**STATED EXERCISE:**
Render every line of the entries below as a JSON array of strings, with one string per line and any blank lines omitted.

**EXTRACTED INFORMATION:**
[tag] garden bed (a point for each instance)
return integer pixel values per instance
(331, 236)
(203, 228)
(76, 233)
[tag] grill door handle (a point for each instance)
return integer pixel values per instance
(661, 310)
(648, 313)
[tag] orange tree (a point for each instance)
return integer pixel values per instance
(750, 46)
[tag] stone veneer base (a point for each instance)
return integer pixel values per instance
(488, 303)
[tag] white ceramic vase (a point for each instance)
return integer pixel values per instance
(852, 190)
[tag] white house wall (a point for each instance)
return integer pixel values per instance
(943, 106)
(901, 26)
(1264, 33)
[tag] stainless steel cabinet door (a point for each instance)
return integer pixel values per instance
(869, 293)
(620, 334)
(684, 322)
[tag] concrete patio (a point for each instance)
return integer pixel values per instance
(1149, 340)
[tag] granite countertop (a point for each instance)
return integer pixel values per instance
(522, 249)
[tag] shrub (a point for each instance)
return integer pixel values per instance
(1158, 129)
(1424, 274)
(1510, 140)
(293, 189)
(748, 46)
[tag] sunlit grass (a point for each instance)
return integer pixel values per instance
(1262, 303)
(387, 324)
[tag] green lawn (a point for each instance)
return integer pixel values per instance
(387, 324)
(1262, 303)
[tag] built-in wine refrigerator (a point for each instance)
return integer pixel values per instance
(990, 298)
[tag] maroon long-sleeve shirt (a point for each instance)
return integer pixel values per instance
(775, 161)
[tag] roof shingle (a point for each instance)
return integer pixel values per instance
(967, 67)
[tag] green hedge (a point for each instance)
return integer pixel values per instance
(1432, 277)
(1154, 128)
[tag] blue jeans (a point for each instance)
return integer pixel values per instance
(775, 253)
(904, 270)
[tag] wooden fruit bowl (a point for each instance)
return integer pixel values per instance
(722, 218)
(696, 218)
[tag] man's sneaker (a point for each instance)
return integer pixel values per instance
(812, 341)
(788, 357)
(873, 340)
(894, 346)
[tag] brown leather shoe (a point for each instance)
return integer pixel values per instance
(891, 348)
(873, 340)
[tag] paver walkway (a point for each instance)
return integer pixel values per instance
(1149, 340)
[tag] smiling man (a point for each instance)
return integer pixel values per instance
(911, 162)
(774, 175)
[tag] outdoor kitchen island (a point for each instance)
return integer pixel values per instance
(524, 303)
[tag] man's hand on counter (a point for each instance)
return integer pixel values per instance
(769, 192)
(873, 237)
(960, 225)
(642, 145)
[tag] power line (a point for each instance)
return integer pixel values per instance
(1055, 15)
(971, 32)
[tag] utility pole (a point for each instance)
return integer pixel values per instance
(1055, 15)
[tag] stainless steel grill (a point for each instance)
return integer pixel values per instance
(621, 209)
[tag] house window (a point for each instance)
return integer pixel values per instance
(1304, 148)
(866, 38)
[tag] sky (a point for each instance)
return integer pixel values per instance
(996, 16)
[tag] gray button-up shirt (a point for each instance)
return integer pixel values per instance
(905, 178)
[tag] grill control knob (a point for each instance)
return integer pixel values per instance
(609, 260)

**ANSWER TO THE PROBLEM:**
[
  "[tag] garden bed (a point for each instance)",
  "return integer pixel values per instance",
  "(331, 236)",
  "(203, 228)",
  "(76, 233)",
  "[tag] grill door handle (a point for each instance)",
  "return integer pixel values per instance",
  "(661, 310)",
  "(648, 313)",
  "[tag] orange tree (a point for each instance)",
  "return integer pixel values per instance",
  "(750, 46)",
  "[tag] stone veneer base (a point for each instance)",
  "return integer pixel values per instance",
  "(488, 303)",
  "[tag] white ceramic vase (a point for each instance)",
  "return integer pixel values per instance",
  "(852, 190)",
  "[tag] white house wall (a point for each instance)",
  "return integer pixel values per instance",
  "(943, 106)",
  "(901, 26)",
  "(1264, 33)",
  "[tag] stainless steel cabinet door (a point for each instance)",
  "return integer pixel values per instance",
  "(869, 293)",
  "(620, 334)",
  "(684, 322)",
  "[tag] concrete patio (a point for each instance)",
  "return integer pixel values per instance",
  "(1149, 340)",
  "[tag] granite countertop (a point for each instance)",
  "return integer pixel values per instance",
  "(522, 249)",
  "[tag] shrub (a point for each instance)",
  "return integer pixel values per instance",
  "(1158, 129)",
  "(1424, 274)",
  "(1510, 140)",
  "(293, 189)",
  "(748, 46)",
  "[tag] sunlit grass (a point for each instance)",
  "return integer pixel values per instance",
  "(1262, 303)",
  "(387, 324)",
  "[tag] green lawn (a point for each instance)",
  "return integer pixel values per instance",
  "(387, 324)",
  "(1262, 303)",
  "[tag] built-in wine refrigerator (a point for each instance)",
  "return integer pixel values per instance",
  "(990, 298)",
  "[tag] maroon long-sleeve shirt (a point for each instance)",
  "return integer pixel values per instance",
  "(775, 161)",
  "[tag] roof shingle (a point for each instance)",
  "return integer pixel values per instance",
  "(967, 67)",
  "[tag] green hedge (a point for each instance)",
  "return integer pixel values per instance",
  "(1432, 277)",
  "(1154, 128)",
  "[tag] blue jeans (a point for each instance)",
  "return integer pixel values per instance",
  "(775, 253)",
  "(904, 270)",
  "[tag] wooden fruit bowl (a point for each instance)",
  "return integer pixel values per instance",
  "(722, 218)",
  "(696, 218)",
  "[tag] man's sneaker (a point for each instance)",
  "return integer pixel values per instance",
  "(812, 341)",
  "(788, 357)",
  "(873, 340)",
  "(894, 346)",
  "[tag] brown leather shoe (a point for each instance)",
  "return integer pixel values per instance",
  "(891, 348)",
  "(873, 340)",
  "[tag] paver walkway (a point for each instance)",
  "return integer pixel values per instance",
  "(1149, 340)",
  "[tag] smiling man (a point for each instance)",
  "return integer pixel values per instance",
  "(911, 162)",
  "(774, 175)",
  "[tag] outdoor kitchen island (a point for each instance)",
  "return integer pixel values per instance",
  "(524, 303)",
  "[tag] man's hand on counter (a point for each instance)",
  "return integer pixel values per instance",
  "(769, 192)",
  "(873, 237)",
  "(960, 225)",
  "(642, 145)",
  "[tag] power line (a point for each instance)",
  "return integer pixel values per instance",
  "(1055, 15)",
  "(971, 32)",
  "[tag] utility pole (a point for each instance)",
  "return integer pixel values per instance",
  "(1055, 15)",
  "[tag] stainless steel grill (a point for each instance)",
  "return integer pixel values per instance",
  "(621, 209)",
  "[tag] house window (a point for each instance)",
  "return integer pixel values per instance",
  "(1304, 148)",
  "(866, 38)",
  "[tag] sky (a point for each instance)",
  "return integer pixel values per instance",
  "(996, 16)",
  "[tag] gray button-up shirt (a point for each instance)",
  "return integer pixel values per instance",
  "(905, 178)",
  "[tag] grill control knob (a point for each instance)",
  "return integer pixel values per instance",
  "(609, 260)"
]